Something big happened recently. So big it made me cry.
Was I crying because my cat died, or because someone yelled at me or I stubbed my toe?
No. No. And no.
I was crying because I’d just realized I’d spent 40 years falsely believing I was “a non-musical.”
A “non-musical” is a person who thinks they can’t sing, can’t dance and an instrument is a magical creature they have no business touching.
You might be a “non-musical” yourself, or know someone who is. If this is the case, this article is definitely for you.
I usually talk about things like how to manage anxious thoughts and what to do when your life looks like you sat on it. Compared to all that, surely the subject of music is a small thing? A luxury. An add-on to enjoy when the kids have grown up or you’ve “sorted out this other mess.”
I used to think this way too.
It’s like with creativity
We’re taught that only some people are creative. As if it’s a thing. Like being able to roll your tongue. Or having hazel eyes.
But creativity is part of being human. No-one is more creative than anyone else. Our creativity shows up in different ways, but we all have it.
I spent the first 30 years of my life wishing I’d been born a creative person and accepting I wasn’t.
And until recently, I felt the same way about music.
Until I met Franco . . .
My then boyfriend, now husband.
Almost from the beginning Franco suggested I learn to play the guitar. He thought it would be fun to play together. Perform together. Write songs together.
I thought he was kidding at first.
Franco grew up in a Von Trapp-type household where meal time conversations for he and his four sisters ran along the lines of ”Who knows what period this concerto is from?”

Data shown:
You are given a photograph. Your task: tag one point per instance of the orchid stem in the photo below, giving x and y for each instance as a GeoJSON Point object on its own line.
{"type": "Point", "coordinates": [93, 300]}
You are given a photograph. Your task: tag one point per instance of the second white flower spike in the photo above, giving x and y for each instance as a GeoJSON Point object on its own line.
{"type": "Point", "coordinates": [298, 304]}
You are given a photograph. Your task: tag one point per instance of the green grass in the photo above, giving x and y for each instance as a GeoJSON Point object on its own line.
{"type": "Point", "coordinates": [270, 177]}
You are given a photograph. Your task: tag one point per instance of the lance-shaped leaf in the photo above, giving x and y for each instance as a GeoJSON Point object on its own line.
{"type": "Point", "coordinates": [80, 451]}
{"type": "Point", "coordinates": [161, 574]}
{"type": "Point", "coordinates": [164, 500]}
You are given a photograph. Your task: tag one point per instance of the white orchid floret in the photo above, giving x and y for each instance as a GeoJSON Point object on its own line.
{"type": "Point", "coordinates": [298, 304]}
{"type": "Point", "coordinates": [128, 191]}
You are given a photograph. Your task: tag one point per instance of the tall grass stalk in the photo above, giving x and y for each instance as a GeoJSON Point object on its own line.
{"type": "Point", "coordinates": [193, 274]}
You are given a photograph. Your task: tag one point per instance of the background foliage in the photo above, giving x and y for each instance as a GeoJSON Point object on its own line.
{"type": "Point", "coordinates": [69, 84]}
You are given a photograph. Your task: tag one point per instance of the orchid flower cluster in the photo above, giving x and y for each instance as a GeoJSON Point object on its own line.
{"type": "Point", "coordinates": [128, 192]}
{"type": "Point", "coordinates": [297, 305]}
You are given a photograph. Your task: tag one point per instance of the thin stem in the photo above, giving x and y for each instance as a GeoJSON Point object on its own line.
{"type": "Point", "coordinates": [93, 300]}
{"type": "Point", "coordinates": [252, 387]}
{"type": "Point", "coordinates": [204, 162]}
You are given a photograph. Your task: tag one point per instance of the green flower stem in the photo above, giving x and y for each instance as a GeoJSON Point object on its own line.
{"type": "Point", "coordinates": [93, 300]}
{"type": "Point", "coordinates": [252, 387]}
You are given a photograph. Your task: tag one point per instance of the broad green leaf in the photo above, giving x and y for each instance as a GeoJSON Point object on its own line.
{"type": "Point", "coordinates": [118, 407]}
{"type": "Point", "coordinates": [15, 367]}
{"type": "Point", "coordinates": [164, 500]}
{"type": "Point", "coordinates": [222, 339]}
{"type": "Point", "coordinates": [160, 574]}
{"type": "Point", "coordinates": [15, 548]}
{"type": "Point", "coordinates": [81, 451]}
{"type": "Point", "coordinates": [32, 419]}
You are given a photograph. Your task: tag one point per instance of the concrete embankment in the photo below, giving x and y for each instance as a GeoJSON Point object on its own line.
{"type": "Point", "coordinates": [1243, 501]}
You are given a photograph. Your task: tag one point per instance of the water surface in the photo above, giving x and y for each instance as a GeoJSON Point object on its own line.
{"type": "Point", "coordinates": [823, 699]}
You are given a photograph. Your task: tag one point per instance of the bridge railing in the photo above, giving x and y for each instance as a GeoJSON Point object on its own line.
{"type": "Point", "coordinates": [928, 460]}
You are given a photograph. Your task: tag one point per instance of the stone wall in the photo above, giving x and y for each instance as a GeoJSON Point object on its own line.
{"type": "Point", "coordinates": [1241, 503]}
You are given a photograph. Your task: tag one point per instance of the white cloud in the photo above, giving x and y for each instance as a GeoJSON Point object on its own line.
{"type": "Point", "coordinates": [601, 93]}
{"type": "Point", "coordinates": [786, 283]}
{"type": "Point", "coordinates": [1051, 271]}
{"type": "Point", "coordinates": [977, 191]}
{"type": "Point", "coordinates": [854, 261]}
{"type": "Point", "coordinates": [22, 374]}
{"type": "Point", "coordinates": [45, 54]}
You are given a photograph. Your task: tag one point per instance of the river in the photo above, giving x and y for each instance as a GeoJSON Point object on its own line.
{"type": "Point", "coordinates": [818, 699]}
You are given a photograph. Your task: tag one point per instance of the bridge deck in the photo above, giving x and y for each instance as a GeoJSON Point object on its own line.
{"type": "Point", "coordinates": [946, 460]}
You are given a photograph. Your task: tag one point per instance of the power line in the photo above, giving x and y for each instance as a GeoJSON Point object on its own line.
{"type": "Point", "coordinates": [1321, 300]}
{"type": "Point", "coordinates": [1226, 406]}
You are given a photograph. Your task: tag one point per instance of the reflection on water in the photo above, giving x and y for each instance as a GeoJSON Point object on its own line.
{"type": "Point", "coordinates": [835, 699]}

What you need to do: Please copy the passage from the essay on being a "non-musical" word for word, starting at "I spent the" and ending at "boyfriend, now husband.".

Response below:
I spent the first 30 years of my life wishing I’d been born a creative person and accepting I wasn’t.
And until recently, I felt the same way about music.
Until I met Franco . . .
My then boyfriend, now husband.